→ **Excerpted passage**
Renault Group’s mid-term and long-term carbon reduction targets will be a challenge for supply chain and logistics, but the carmaker is working actively on projects for alternative fuels, transport innovations and new partnerships in the circular economy.
In spring this year, Renault Group chief executive officer Luca de Meo revealed accelerated targets for reducing carbon emissions across its business. The carmaker aims to reach carbon neutrality in Europe by 2040, ten years ahead of a global commitment of 2050. With that goal comes stricter targets for electric and hybrid vehicles (including reaching 65% of European sales by 2025 and 90% by 2030).
But just as ambitious are Renault’s objectives for sustainability and decarbonisation in its supply chain, such as for materials, freight and logistics.
For example, Renault will focus on reducing emissions across six materials that account for the lion’s share of its industrial carbon footprint – steel, aluminium, polymers, electronics, tyres, and glass. It will employ measures including lightweighting, localisation, alternatives and carbon trading. It plans to achieve carbon neutrality for French factories by 2025, and other European locations by 2030.
Renault is also targeting lower emissions and more sustainable sourcing for lithium-ion batteries and has already established partnerships to use more recycled metals for cobalt, lithium and nickel.
For freight and logistics, Renault has been reducing carbon emissions over the past decade, including a 9% reduction in logistics emission between 2010 and 2016, and a further 9% cut forecasted between 2016 and the end of this year, according to Jean-François Salles, Renault Group global vice-president for supply chain. As with the rest of the organisation, Renault will aim for zero emissions in logistics by 2040 in Europe, with an interim goal of reducing emissions by 30% by 2030 (compared to 2019 levels, see infographic below).
Salles admits that the mid-term objective will be difficult, especially as the wider freight and logistics market has limited zero-emission technology and is unlikely to have much equipment at scale this decade. Network and route engineering, such as improving truck filling ratios to reduce empty carriage and kilometres, will be important for lowering emissions across the alliance. But such optimisations won’t be enough.
“We know that we cannot reach our targets through kaizen activities alone,” admits Salles.

→ **Task statement**
Could you continue the Renault decarbonization article from the point where it stops?

Spatial localization data:
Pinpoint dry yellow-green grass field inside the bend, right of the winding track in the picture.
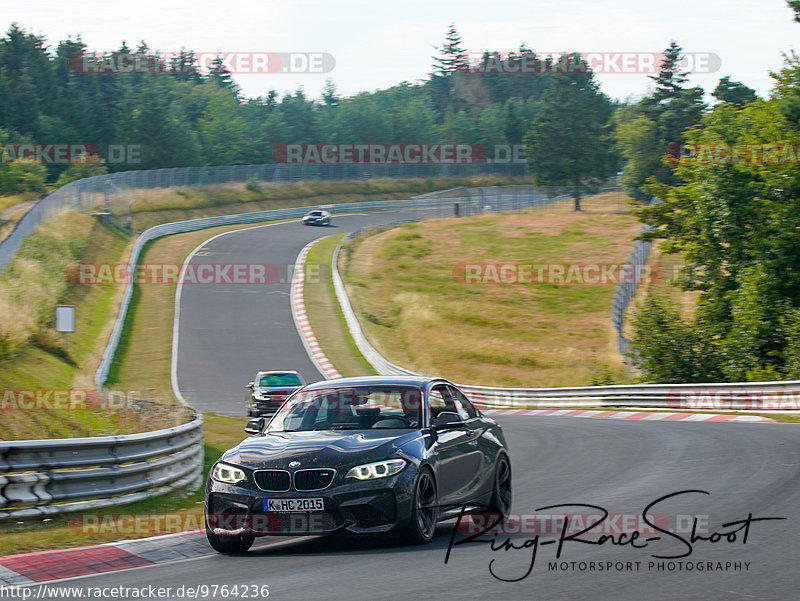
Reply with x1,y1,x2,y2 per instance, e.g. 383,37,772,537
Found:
343,193,640,387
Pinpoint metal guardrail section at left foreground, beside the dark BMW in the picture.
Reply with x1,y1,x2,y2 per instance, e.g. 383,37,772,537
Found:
0,413,203,521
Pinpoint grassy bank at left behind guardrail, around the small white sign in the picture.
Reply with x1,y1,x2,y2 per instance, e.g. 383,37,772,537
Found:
0,213,164,440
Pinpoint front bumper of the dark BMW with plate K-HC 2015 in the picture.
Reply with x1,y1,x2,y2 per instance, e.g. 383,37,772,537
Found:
206,465,416,536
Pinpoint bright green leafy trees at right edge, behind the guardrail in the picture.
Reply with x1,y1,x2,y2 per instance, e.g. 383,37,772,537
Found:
636,52,800,381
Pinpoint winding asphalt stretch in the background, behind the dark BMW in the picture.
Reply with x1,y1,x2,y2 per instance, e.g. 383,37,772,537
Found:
177,210,435,417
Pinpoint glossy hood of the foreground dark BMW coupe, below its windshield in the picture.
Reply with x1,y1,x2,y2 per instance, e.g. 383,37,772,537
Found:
222,430,421,469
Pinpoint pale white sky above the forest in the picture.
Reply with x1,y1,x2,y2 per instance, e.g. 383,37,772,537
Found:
0,0,800,99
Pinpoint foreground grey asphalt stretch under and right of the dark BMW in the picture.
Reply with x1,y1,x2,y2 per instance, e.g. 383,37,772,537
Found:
33,417,800,601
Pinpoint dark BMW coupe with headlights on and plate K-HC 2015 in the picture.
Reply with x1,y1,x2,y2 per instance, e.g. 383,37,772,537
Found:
205,376,511,553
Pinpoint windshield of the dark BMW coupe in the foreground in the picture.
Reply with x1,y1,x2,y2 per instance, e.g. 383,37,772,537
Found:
267,386,422,432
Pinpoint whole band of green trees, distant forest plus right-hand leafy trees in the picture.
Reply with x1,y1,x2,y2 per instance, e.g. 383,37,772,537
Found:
0,14,800,382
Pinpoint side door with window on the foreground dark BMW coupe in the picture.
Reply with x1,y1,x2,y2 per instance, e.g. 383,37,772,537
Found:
428,384,480,505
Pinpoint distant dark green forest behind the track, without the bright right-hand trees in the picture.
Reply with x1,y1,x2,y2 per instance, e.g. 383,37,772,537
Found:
0,24,744,199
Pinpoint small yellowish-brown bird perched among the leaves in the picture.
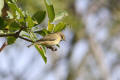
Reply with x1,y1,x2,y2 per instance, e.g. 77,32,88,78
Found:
28,32,65,47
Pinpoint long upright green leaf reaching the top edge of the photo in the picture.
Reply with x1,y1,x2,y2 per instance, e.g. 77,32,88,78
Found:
44,0,55,22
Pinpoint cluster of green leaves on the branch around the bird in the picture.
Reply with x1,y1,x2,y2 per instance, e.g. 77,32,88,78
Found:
0,0,67,63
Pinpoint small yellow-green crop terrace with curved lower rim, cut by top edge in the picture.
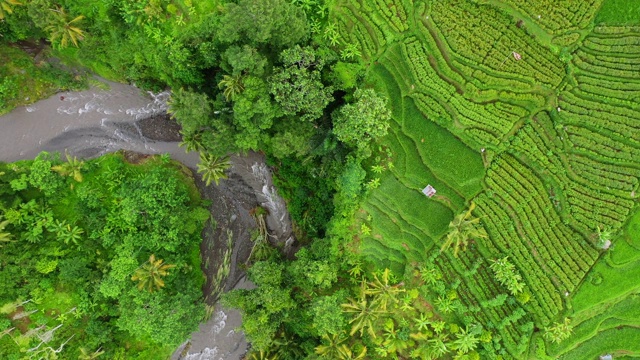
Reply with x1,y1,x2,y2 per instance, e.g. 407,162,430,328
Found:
506,0,602,34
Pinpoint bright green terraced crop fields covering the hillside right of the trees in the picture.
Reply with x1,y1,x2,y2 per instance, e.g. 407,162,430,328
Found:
332,0,640,359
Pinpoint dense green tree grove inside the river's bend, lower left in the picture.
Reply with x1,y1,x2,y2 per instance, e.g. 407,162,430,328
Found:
0,153,209,359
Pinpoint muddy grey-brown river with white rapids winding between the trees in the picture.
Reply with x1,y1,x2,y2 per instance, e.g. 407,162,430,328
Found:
0,80,294,360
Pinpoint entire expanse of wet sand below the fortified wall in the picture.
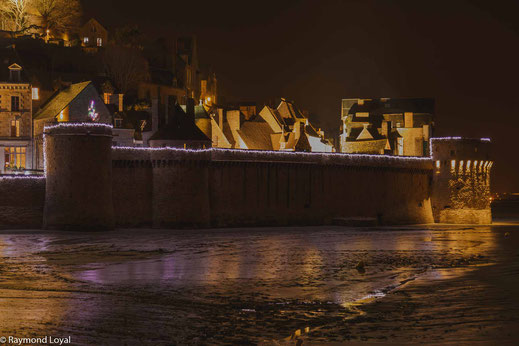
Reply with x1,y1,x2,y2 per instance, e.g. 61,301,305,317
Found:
0,220,519,345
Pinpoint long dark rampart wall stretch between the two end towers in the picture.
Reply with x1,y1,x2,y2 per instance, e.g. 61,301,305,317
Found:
112,148,432,227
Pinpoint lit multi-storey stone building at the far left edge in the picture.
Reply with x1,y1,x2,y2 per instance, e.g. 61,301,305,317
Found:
0,62,34,174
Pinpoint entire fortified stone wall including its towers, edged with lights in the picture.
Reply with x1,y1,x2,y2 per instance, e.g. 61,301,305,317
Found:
0,124,491,230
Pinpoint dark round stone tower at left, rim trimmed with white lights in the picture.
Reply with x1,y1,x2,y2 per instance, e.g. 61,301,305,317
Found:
43,123,115,230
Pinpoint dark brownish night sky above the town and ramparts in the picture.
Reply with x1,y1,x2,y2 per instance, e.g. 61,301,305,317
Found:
83,0,519,192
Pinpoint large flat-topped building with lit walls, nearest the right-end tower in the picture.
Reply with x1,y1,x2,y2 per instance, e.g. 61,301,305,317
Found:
340,98,434,156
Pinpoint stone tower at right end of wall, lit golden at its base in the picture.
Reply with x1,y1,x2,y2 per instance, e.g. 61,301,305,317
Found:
431,137,493,224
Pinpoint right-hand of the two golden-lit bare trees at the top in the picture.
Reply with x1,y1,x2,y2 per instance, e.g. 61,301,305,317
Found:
30,0,81,33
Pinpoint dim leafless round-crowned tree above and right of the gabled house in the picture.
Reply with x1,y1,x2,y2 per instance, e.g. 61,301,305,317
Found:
104,46,149,94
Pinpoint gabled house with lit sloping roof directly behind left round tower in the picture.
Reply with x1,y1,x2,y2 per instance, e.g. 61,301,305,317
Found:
33,81,113,169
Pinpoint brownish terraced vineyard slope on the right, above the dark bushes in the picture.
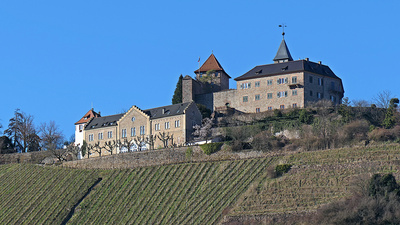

→ **Response**
Renault’s roadmap for reducing emissions includes making more use of alternative fuels, investing and partnering in low-carbon freight technology, as well as making better use of multimodal transport where possible. Along with rising costs and risks in the supply chain, Salles expects emission factors in logistics to have more influence in manufacturing and purchasing decisions across the value chain.
Renault will also take a more direct approach to circular economy activities, with logistics and supply chain functions steering these shifts in business model, including managing flows for material and vehicle restoration and reuse cycles.
Alternatives on the road
Renault has been active in transitioning to freight flows that use alternative fuels, especially to diesel. By 2025, the carmaker aims for 25% of road freight to move on trucks using alternatives to diesel, according to Salles. The carmaker is focusing initially on biogas; together with partners, it has established a small fleet and aims to have 15 trucks running by the end of 2021, which will be in addition to 12 LNG trucks, between suppliers and French plants.
“This is quite modest, but we are pushing hard to develop biogas with our logistics partners, as it is the most virtuous and accessible of current fuel alternatives to limit emissions,” he says.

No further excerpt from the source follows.